◆ **INSTRUÇÕES**
Copie, sem mudar nada, a parte do texto sobre inchaço e desenvolvimento urbano que começa nas palavras "Ernesto F. Cardoso" e para logo depois de "parte do mundo.".

◆ **TRECHO SELECIONADO**
'''
Ponto de vista

Inchaço versus desenvolvimento

Ernesto F. Cardoso Jr.
Os espaços urbanos tem limites à ocupação humana com vistas ao bem-estar de suas populações. A infringência desses limites é a principal causa das condições subhumanas em que vivem as populações de certas cidades e dos males daí derivados, indistintamente, em qualquer parte do mundo.
É de todos sabido que um rebanho, criado livre no campo, necessita de uma certa área mínima, por cabeça, para que a natureza possa prover o alimento natural dos pastos. Esse espaço mínimo é fundamental ao seu bom desenvolvimento físico e equilíbrio emocional. Situação similar se dá com os seres humanos, sendo necessário atentar que diferentemente dos animais irracionais, a consciência racional dos seres humanos suscita-lhes necessidades espaciais muito além daquelas que minimamente possam satisfazer os animais.
'''
◆ **DADOS FORNECIDOS**
'''
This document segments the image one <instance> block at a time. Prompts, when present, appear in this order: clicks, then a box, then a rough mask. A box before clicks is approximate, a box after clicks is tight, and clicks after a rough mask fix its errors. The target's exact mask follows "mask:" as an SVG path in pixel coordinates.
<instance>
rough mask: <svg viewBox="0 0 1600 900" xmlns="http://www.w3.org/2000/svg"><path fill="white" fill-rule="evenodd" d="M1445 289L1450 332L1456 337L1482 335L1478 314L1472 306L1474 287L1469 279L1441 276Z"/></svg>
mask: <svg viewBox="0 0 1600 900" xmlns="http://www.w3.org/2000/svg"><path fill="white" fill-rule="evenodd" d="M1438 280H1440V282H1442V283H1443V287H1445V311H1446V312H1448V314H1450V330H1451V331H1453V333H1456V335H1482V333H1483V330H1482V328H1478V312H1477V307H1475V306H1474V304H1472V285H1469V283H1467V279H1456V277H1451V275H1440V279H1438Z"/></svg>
'''
◆ **RESULTADO**
Ernesto F. Cardoso Jr.
Os espaços urbanos tem limites à ocupação humana com vistas ao bem-estar de suas populações. A infringência desses limites é a principal causa das condições subhumanas em que vivem as populações de certas cidades e dos males daí derivados, indistintamente, em qualquer parte do mundo.